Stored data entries
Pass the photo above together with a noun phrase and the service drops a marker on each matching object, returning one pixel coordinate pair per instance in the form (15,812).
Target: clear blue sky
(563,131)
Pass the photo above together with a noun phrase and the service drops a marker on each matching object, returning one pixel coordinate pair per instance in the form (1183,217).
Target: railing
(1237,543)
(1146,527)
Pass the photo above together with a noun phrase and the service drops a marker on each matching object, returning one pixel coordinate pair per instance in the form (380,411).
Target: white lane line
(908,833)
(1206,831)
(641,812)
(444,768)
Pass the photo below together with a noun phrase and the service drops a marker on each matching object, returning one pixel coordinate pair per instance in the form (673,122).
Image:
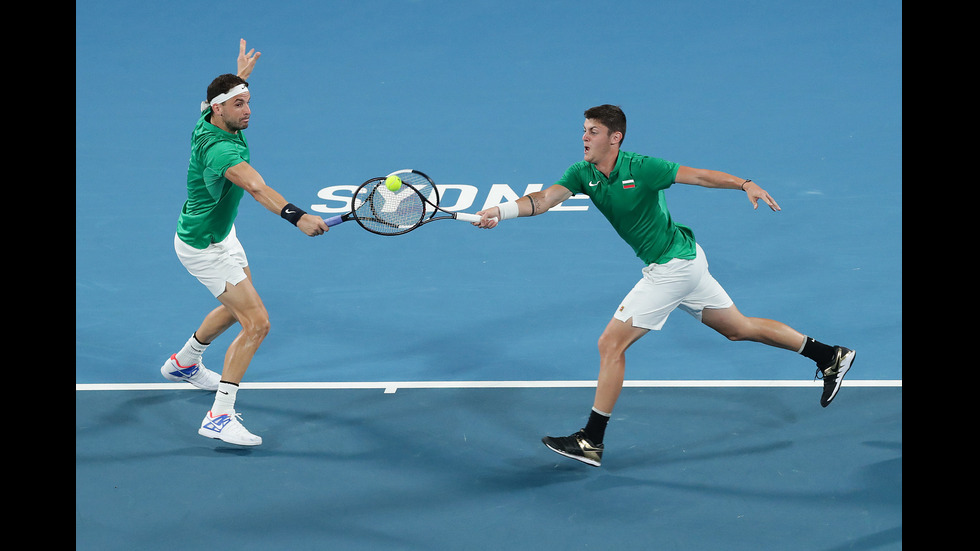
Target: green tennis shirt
(632,199)
(212,200)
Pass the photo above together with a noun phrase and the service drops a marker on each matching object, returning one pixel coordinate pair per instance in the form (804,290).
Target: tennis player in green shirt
(218,176)
(629,191)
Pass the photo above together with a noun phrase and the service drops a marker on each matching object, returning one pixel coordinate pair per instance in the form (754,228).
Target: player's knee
(257,328)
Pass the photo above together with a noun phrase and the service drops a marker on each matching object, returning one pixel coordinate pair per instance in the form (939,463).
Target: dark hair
(222,84)
(611,116)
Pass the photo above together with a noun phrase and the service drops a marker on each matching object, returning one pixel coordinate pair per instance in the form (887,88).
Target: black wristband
(292,213)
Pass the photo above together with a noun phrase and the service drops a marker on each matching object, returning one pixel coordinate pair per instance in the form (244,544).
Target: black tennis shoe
(833,374)
(577,446)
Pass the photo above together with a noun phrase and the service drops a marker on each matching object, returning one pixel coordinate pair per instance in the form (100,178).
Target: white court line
(390,387)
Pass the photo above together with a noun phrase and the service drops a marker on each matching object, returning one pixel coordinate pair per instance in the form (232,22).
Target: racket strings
(389,212)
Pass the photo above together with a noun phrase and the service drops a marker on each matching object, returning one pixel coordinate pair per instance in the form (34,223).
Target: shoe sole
(212,435)
(585,460)
(840,377)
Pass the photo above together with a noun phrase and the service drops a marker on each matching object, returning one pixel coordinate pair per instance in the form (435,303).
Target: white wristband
(508,210)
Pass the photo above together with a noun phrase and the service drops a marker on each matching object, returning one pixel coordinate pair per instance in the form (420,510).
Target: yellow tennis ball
(394,183)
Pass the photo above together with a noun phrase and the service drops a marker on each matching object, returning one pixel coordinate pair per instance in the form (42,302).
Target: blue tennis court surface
(406,383)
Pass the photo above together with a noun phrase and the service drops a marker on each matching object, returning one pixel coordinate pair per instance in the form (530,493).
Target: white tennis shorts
(679,283)
(218,264)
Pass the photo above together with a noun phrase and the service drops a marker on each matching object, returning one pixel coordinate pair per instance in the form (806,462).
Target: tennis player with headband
(218,176)
(629,191)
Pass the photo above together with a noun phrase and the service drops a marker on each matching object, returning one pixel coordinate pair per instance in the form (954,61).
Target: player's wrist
(292,213)
(508,210)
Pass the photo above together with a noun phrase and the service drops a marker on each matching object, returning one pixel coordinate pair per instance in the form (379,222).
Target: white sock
(224,399)
(191,353)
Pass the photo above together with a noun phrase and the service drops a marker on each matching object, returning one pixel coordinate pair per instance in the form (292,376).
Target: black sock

• Task directions:
Return all of the entries word for word, but omit the pictures.

• Exercise solution:
Pass the photo above together with a noun phrase and the service drops a marker on each matching object, returning one pixel coordinate pair per instance in the form (15,812).
Target: clear blue sky
(563,131)
Pass the photo above together with a noun phrase and the service drops a marker on each matching object, returning one pixel coordinate pair per instance in the form (1183,217).
Target: railing
(1237,543)
(1146,527)
Pass the photo above together with a noun phrase and the service drops a marker on each matching object, returning one pixel coordinate pair per instance in the form (380,411).
Target: white lane line
(908,833)
(1206,831)
(641,812)
(444,768)
Pass the photo below together with a noun phrase and the service drops a marker on each matching object, returning one pixel coordinate pair per instance in the form (673,122).
Image:
Target: green tennis shirt
(632,199)
(212,200)
Pass the photo above together with a noun phrase and the service drops a marker on each matching object, returning one pixel coordinate pair per instance in the form (804,290).
Target: tennis player in green shirt
(218,176)
(629,191)
Pass the photo above together with a noun phrase and the service drops a marker on each matching object, returning one pixel coordinate pair per instance in the form (754,228).
Target: player's knee
(257,328)
Pass the photo above together with a noun phrase and the service drops a marker on each matching object, returning one pixel coordinate pair per instance in the form (939,463).
Target: dark hair
(222,84)
(611,116)
Pass the photo above together with a noun phrase and the service drops a marker on each matching object, returning one pixel coordinate pair per instance in the form (887,88).
Target: black wristband
(292,213)
Pass the photo above together with a noun phrase and the service drops a marker on each matching object, returning one pixel coordinate pair per instance in the form (244,544).
Target: black tennis shoe
(833,374)
(577,446)
Pass the photo above together with a noun phrase and the service drops a marker on each matching object, returning one pixel coordinate pair per instance in the form (100,178).
Target: white court line
(390,387)
Pass the photo above together with a noun phrase and the service drops a marker on each matching object, returning one pixel coordinate pair per instance in the form (232,22).
Target: racket strings
(389,212)
Pass the photo above together with a noun phrase and the service drops a marker on each matching object, returning one pixel coordinate pair per instance in the form (34,223).
Target: shoe sole
(212,435)
(585,460)
(840,377)
Pass the photo above together with a noun phrase and the service drops a marker on each matching object, returning one pixel coordinate pair per instance in the form (435,303).
Target: white wristband
(508,210)
Pass the photo above together with a noun phrase and the service drops a marker on each matching object, returning one pixel coordinate pair per instance in the form (420,510).
Target: yellow tennis ball
(394,183)
Pass the photo above together with a noun phrase and the service drops a marker on each matching object, returning one pixel coordinate pair per instance in the form (42,302).
Target: blue tennis court surface
(406,383)
Pass the photo above together with a noun phrase and the service drops a marker on each matching object, returning one pixel coordinate pair per instance in the form (530,493).
Target: white tennis shorts
(679,283)
(218,264)
Pass the photo above together with a noun phrase and the service drops a marker on each matching object, returning one pixel coordinate pair per instance in the form (806,462).
Target: tennis player with headband
(218,176)
(629,191)
Pass the photo above together with a noun phrase and the service drops a marker on each matching object, returning one pixel coordinate pair per instance in the form (954,61).
Target: player's wrist
(292,213)
(508,210)
Pass the photo above together with a noun phrase and the service drops a marker on each matching object, returning one pixel coordinate pair per instance in the form (379,222).
Target: white sock
(224,399)
(191,353)
Pass the photo above together with a noun phrase and the service drops a marker on each matching object, returning one pixel coordinate pair per instance in the form (292,376).
Target: black sock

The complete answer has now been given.